What this task involves: Every line of the records below that holds the word "island" belongs in the answer.

Phrase grounding data
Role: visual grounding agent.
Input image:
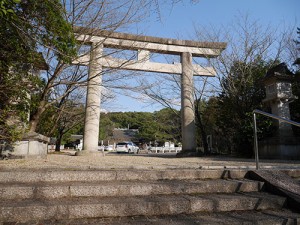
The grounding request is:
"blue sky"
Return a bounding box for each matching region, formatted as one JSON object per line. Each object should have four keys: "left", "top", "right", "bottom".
{"left": 104, "top": 0, "right": 299, "bottom": 112}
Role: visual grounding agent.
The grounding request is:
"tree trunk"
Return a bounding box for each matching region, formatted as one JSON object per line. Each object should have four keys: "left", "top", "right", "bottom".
{"left": 198, "top": 116, "right": 209, "bottom": 155}
{"left": 29, "top": 63, "right": 64, "bottom": 133}
{"left": 29, "top": 100, "right": 47, "bottom": 132}
{"left": 195, "top": 101, "right": 209, "bottom": 155}
{"left": 55, "top": 133, "right": 63, "bottom": 152}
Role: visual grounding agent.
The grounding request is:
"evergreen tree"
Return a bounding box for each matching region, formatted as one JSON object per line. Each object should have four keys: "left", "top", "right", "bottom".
{"left": 98, "top": 109, "right": 181, "bottom": 144}
{"left": 0, "top": 0, "right": 76, "bottom": 142}
{"left": 215, "top": 59, "right": 274, "bottom": 156}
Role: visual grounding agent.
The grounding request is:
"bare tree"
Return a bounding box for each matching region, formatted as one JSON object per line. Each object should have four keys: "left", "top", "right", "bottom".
{"left": 29, "top": 0, "right": 142, "bottom": 131}
{"left": 192, "top": 15, "right": 296, "bottom": 154}
{"left": 138, "top": 15, "right": 296, "bottom": 154}
{"left": 29, "top": 0, "right": 199, "bottom": 134}
{"left": 193, "top": 15, "right": 295, "bottom": 91}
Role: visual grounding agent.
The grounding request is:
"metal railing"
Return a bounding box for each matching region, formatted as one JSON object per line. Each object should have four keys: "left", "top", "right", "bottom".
{"left": 253, "top": 109, "right": 300, "bottom": 170}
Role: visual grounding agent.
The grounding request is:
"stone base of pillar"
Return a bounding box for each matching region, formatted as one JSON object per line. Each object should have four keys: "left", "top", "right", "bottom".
{"left": 75, "top": 150, "right": 105, "bottom": 157}
{"left": 176, "top": 150, "right": 202, "bottom": 158}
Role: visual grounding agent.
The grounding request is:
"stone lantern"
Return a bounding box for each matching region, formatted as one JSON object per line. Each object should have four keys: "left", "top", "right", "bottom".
{"left": 260, "top": 63, "right": 300, "bottom": 159}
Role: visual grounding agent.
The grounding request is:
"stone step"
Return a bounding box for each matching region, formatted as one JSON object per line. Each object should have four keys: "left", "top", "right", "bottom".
{"left": 0, "top": 179, "right": 264, "bottom": 200}
{"left": 282, "top": 169, "right": 300, "bottom": 179}
{"left": 20, "top": 209, "right": 300, "bottom": 225}
{"left": 0, "top": 169, "right": 248, "bottom": 183}
{"left": 0, "top": 192, "right": 286, "bottom": 223}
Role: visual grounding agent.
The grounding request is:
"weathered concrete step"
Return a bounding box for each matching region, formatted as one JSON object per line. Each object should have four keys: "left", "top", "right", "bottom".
{"left": 0, "top": 169, "right": 248, "bottom": 183}
{"left": 0, "top": 179, "right": 264, "bottom": 200}
{"left": 0, "top": 192, "right": 286, "bottom": 223}
{"left": 20, "top": 209, "right": 300, "bottom": 225}
{"left": 282, "top": 169, "right": 300, "bottom": 179}
{"left": 249, "top": 170, "right": 300, "bottom": 212}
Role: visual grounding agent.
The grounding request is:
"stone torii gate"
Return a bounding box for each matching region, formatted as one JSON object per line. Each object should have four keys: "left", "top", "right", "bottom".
{"left": 72, "top": 26, "right": 226, "bottom": 155}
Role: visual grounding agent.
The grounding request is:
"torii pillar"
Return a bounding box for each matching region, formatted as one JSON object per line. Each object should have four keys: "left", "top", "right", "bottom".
{"left": 73, "top": 26, "right": 226, "bottom": 155}
{"left": 76, "top": 43, "right": 102, "bottom": 155}
{"left": 181, "top": 52, "right": 196, "bottom": 152}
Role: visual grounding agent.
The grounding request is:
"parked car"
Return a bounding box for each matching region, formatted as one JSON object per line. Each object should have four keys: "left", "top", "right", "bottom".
{"left": 64, "top": 142, "right": 77, "bottom": 149}
{"left": 132, "top": 143, "right": 139, "bottom": 152}
{"left": 116, "top": 142, "right": 139, "bottom": 154}
{"left": 104, "top": 145, "right": 114, "bottom": 151}
{"left": 98, "top": 145, "right": 105, "bottom": 151}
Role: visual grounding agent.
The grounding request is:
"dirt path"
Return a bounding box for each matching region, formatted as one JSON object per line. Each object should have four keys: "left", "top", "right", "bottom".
{"left": 1, "top": 150, "right": 299, "bottom": 171}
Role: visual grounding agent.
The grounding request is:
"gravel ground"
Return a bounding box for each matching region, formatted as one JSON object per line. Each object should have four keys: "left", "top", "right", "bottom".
{"left": 1, "top": 150, "right": 300, "bottom": 171}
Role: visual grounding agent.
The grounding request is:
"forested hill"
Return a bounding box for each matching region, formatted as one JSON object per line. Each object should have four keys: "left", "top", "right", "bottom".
{"left": 99, "top": 108, "right": 181, "bottom": 144}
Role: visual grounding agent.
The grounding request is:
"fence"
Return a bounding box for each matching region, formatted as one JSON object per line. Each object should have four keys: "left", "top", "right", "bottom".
{"left": 253, "top": 109, "right": 300, "bottom": 170}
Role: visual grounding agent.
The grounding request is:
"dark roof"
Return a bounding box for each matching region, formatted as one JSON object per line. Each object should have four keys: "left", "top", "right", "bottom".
{"left": 264, "top": 63, "right": 294, "bottom": 81}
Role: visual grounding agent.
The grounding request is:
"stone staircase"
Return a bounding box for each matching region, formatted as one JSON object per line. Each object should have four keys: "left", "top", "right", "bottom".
{"left": 0, "top": 169, "right": 299, "bottom": 224}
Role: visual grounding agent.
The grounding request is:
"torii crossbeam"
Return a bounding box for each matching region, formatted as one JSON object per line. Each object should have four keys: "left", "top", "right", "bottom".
{"left": 72, "top": 26, "right": 226, "bottom": 155}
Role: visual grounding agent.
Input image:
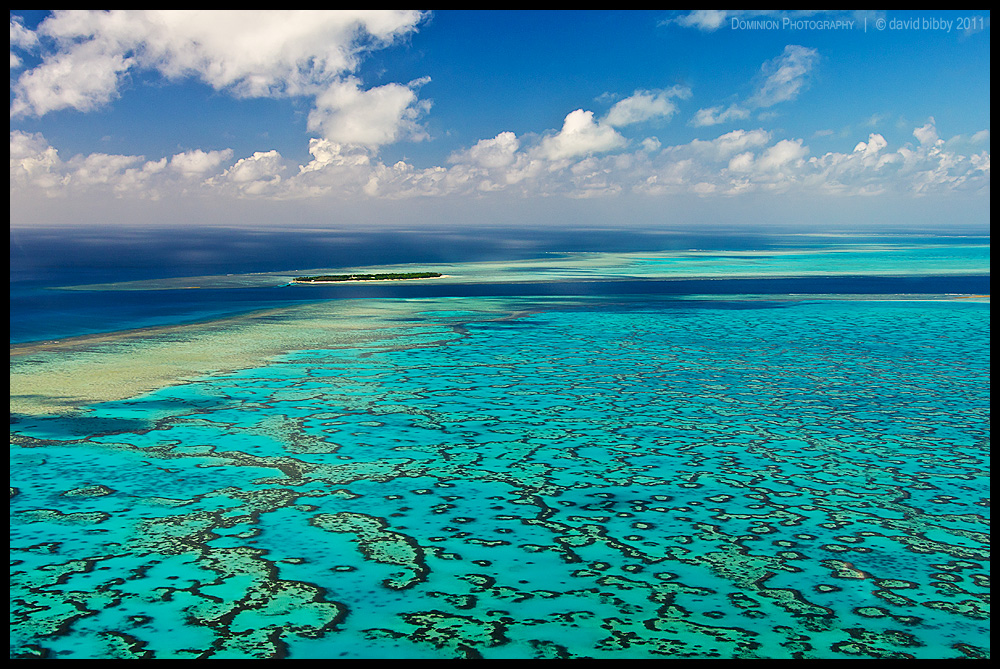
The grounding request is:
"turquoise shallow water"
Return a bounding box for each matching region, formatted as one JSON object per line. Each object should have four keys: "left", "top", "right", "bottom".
{"left": 9, "top": 294, "right": 989, "bottom": 659}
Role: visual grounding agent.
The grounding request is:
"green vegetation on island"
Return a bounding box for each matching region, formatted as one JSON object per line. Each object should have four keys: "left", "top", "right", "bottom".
{"left": 293, "top": 272, "right": 443, "bottom": 283}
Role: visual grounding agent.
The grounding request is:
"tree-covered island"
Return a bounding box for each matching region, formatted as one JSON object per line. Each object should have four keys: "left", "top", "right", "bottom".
{"left": 293, "top": 271, "right": 443, "bottom": 283}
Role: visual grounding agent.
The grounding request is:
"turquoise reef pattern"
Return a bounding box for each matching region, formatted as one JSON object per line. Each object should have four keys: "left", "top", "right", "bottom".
{"left": 9, "top": 294, "right": 989, "bottom": 659}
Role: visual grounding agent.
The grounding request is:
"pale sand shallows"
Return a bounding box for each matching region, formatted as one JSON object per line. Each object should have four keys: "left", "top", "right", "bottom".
{"left": 9, "top": 299, "right": 467, "bottom": 416}
{"left": 10, "top": 295, "right": 549, "bottom": 417}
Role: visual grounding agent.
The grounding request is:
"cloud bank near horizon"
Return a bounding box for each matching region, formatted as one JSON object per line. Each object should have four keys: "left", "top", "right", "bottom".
{"left": 12, "top": 117, "right": 989, "bottom": 203}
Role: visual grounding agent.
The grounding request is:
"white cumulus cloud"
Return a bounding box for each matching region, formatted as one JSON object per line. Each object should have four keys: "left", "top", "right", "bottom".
{"left": 307, "top": 77, "right": 432, "bottom": 149}
{"left": 170, "top": 148, "right": 234, "bottom": 177}
{"left": 603, "top": 86, "right": 691, "bottom": 128}
{"left": 213, "top": 150, "right": 284, "bottom": 183}
{"left": 537, "top": 109, "right": 627, "bottom": 161}
{"left": 9, "top": 11, "right": 430, "bottom": 150}
{"left": 450, "top": 132, "right": 521, "bottom": 169}
{"left": 913, "top": 118, "right": 942, "bottom": 147}
{"left": 756, "top": 138, "right": 809, "bottom": 171}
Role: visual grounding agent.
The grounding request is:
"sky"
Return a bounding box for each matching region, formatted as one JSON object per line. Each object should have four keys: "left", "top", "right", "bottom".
{"left": 8, "top": 10, "right": 992, "bottom": 232}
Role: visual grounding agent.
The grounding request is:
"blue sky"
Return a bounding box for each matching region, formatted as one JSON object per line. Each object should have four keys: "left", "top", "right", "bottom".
{"left": 9, "top": 10, "right": 991, "bottom": 231}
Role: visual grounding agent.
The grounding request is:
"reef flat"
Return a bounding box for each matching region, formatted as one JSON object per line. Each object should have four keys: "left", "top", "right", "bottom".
{"left": 10, "top": 243, "right": 991, "bottom": 659}
{"left": 10, "top": 293, "right": 990, "bottom": 659}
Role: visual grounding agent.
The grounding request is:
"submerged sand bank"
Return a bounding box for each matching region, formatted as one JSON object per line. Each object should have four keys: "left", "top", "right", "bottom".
{"left": 10, "top": 302, "right": 427, "bottom": 416}
{"left": 9, "top": 296, "right": 531, "bottom": 416}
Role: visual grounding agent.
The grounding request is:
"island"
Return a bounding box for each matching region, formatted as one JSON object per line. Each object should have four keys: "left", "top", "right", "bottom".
{"left": 293, "top": 272, "right": 443, "bottom": 283}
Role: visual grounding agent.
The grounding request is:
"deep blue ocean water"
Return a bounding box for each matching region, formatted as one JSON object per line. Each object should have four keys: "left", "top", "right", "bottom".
{"left": 9, "top": 226, "right": 991, "bottom": 659}
{"left": 9, "top": 226, "right": 990, "bottom": 344}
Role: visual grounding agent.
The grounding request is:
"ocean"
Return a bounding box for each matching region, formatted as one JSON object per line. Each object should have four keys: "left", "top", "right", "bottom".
{"left": 9, "top": 226, "right": 990, "bottom": 659}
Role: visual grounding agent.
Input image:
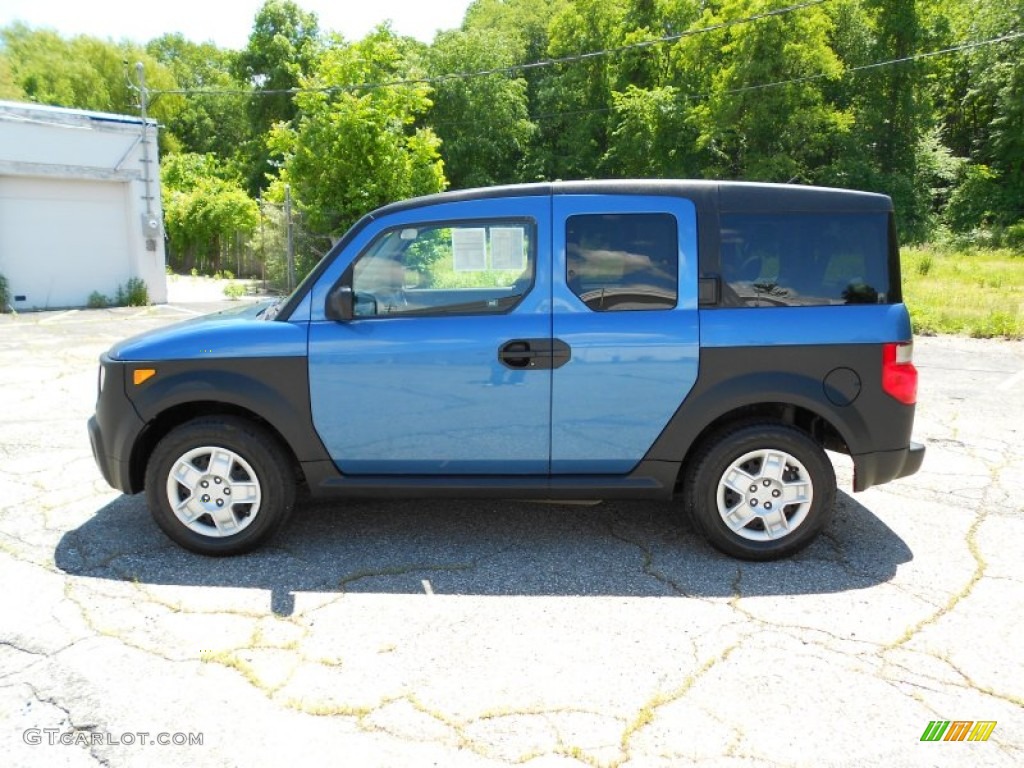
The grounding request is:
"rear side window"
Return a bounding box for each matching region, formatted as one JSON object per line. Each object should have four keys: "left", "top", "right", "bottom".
{"left": 566, "top": 213, "right": 678, "bottom": 311}
{"left": 719, "top": 213, "right": 894, "bottom": 307}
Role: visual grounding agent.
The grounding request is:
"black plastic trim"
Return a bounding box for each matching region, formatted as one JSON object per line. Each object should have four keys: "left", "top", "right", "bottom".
{"left": 133, "top": 357, "right": 324, "bottom": 452}
{"left": 88, "top": 355, "right": 148, "bottom": 493}
{"left": 299, "top": 458, "right": 680, "bottom": 500}
{"left": 642, "top": 344, "right": 920, "bottom": 490}
{"left": 499, "top": 338, "right": 571, "bottom": 370}
{"left": 853, "top": 441, "right": 925, "bottom": 492}
{"left": 98, "top": 357, "right": 333, "bottom": 493}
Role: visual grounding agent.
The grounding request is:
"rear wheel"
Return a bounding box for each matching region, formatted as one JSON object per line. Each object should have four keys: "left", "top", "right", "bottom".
{"left": 145, "top": 417, "right": 295, "bottom": 556}
{"left": 685, "top": 423, "right": 835, "bottom": 560}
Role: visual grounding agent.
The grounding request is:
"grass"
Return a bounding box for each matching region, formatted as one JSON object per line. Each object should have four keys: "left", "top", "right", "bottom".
{"left": 901, "top": 245, "right": 1024, "bottom": 339}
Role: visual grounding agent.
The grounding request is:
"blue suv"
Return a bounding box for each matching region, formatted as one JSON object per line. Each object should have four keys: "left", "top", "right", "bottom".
{"left": 88, "top": 181, "right": 924, "bottom": 559}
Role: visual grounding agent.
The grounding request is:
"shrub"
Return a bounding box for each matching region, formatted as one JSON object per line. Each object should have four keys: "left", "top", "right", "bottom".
{"left": 0, "top": 273, "right": 9, "bottom": 313}
{"left": 1004, "top": 222, "right": 1024, "bottom": 252}
{"left": 223, "top": 282, "right": 246, "bottom": 300}
{"left": 87, "top": 291, "right": 111, "bottom": 308}
{"left": 115, "top": 278, "right": 149, "bottom": 307}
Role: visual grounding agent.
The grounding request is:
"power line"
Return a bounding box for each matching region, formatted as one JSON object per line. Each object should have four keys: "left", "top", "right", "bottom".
{"left": 719, "top": 30, "right": 1024, "bottom": 97}
{"left": 149, "top": 0, "right": 834, "bottom": 98}
{"left": 426, "top": 30, "right": 1024, "bottom": 129}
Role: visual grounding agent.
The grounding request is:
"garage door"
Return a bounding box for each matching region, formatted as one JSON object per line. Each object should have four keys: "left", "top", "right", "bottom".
{"left": 0, "top": 177, "right": 132, "bottom": 310}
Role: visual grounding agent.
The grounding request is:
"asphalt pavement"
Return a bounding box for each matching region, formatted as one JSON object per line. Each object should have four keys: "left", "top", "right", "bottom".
{"left": 0, "top": 292, "right": 1021, "bottom": 767}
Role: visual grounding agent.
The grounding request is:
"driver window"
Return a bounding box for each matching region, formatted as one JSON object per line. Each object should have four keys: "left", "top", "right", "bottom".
{"left": 350, "top": 220, "right": 535, "bottom": 317}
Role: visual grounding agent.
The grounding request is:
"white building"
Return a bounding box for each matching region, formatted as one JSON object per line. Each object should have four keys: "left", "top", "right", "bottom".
{"left": 0, "top": 101, "right": 167, "bottom": 310}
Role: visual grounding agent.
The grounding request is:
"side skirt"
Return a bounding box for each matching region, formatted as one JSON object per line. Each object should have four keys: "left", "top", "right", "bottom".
{"left": 298, "top": 459, "right": 681, "bottom": 501}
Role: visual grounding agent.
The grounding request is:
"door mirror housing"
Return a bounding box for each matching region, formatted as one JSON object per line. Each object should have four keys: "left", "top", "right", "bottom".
{"left": 326, "top": 285, "right": 354, "bottom": 321}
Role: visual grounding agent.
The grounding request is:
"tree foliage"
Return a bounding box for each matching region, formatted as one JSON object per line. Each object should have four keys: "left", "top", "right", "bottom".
{"left": 426, "top": 28, "right": 534, "bottom": 188}
{"left": 268, "top": 26, "right": 446, "bottom": 236}
{"left": 162, "top": 153, "right": 259, "bottom": 273}
{"left": 0, "top": 53, "right": 24, "bottom": 99}
{"left": 233, "top": 0, "right": 322, "bottom": 194}
{"left": 0, "top": 23, "right": 181, "bottom": 140}
{"left": 147, "top": 34, "right": 250, "bottom": 161}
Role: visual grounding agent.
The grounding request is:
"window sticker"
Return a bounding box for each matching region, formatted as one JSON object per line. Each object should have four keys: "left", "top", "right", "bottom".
{"left": 490, "top": 227, "right": 526, "bottom": 271}
{"left": 452, "top": 228, "right": 487, "bottom": 272}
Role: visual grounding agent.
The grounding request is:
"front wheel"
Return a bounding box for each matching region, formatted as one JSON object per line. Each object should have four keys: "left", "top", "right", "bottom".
{"left": 145, "top": 417, "right": 295, "bottom": 556}
{"left": 685, "top": 423, "right": 836, "bottom": 560}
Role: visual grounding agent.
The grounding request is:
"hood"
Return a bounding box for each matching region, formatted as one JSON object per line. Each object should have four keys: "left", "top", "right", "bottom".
{"left": 109, "top": 300, "right": 308, "bottom": 361}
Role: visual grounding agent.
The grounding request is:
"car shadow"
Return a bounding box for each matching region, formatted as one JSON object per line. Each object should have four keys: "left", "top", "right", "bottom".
{"left": 55, "top": 490, "right": 912, "bottom": 615}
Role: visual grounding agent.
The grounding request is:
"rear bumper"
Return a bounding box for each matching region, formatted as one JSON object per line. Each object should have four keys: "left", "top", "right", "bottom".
{"left": 852, "top": 441, "right": 925, "bottom": 492}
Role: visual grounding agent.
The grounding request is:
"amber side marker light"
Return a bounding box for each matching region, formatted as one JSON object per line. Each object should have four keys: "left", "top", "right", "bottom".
{"left": 133, "top": 368, "right": 157, "bottom": 386}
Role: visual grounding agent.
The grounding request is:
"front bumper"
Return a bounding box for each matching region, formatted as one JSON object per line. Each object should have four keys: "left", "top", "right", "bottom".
{"left": 852, "top": 441, "right": 925, "bottom": 492}
{"left": 88, "top": 357, "right": 146, "bottom": 494}
{"left": 88, "top": 415, "right": 132, "bottom": 491}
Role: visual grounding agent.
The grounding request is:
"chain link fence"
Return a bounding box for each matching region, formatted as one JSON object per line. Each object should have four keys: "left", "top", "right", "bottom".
{"left": 164, "top": 199, "right": 333, "bottom": 295}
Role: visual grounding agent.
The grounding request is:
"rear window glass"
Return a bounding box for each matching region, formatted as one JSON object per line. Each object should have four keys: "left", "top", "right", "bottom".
{"left": 719, "top": 213, "right": 893, "bottom": 307}
{"left": 566, "top": 213, "right": 678, "bottom": 311}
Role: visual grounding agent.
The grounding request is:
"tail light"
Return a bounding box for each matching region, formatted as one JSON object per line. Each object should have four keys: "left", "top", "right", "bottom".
{"left": 882, "top": 342, "right": 918, "bottom": 405}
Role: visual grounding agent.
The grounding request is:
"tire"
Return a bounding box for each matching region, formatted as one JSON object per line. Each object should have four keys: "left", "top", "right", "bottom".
{"left": 145, "top": 416, "right": 295, "bottom": 556}
{"left": 684, "top": 422, "right": 835, "bottom": 560}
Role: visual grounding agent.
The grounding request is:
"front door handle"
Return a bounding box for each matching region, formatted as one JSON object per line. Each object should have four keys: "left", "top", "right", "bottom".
{"left": 499, "top": 339, "right": 571, "bottom": 370}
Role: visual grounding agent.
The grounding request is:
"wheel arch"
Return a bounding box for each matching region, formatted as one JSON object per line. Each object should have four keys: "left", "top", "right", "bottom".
{"left": 130, "top": 400, "right": 303, "bottom": 494}
{"left": 644, "top": 369, "right": 865, "bottom": 491}
{"left": 123, "top": 359, "right": 330, "bottom": 494}
{"left": 678, "top": 401, "right": 846, "bottom": 486}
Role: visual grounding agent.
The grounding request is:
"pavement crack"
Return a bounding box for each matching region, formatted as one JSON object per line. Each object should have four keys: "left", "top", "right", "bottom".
{"left": 614, "top": 642, "right": 741, "bottom": 767}
{"left": 605, "top": 522, "right": 691, "bottom": 597}
{"left": 886, "top": 481, "right": 990, "bottom": 652}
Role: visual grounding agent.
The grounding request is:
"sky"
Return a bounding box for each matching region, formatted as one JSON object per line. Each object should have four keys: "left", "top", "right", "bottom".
{"left": 1, "top": 0, "right": 476, "bottom": 47}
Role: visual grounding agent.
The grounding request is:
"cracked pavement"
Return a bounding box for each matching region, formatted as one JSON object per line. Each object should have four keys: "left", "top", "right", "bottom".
{"left": 0, "top": 301, "right": 1022, "bottom": 767}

Solution:
"green vegetation on island"
"tree-covered island"
"island"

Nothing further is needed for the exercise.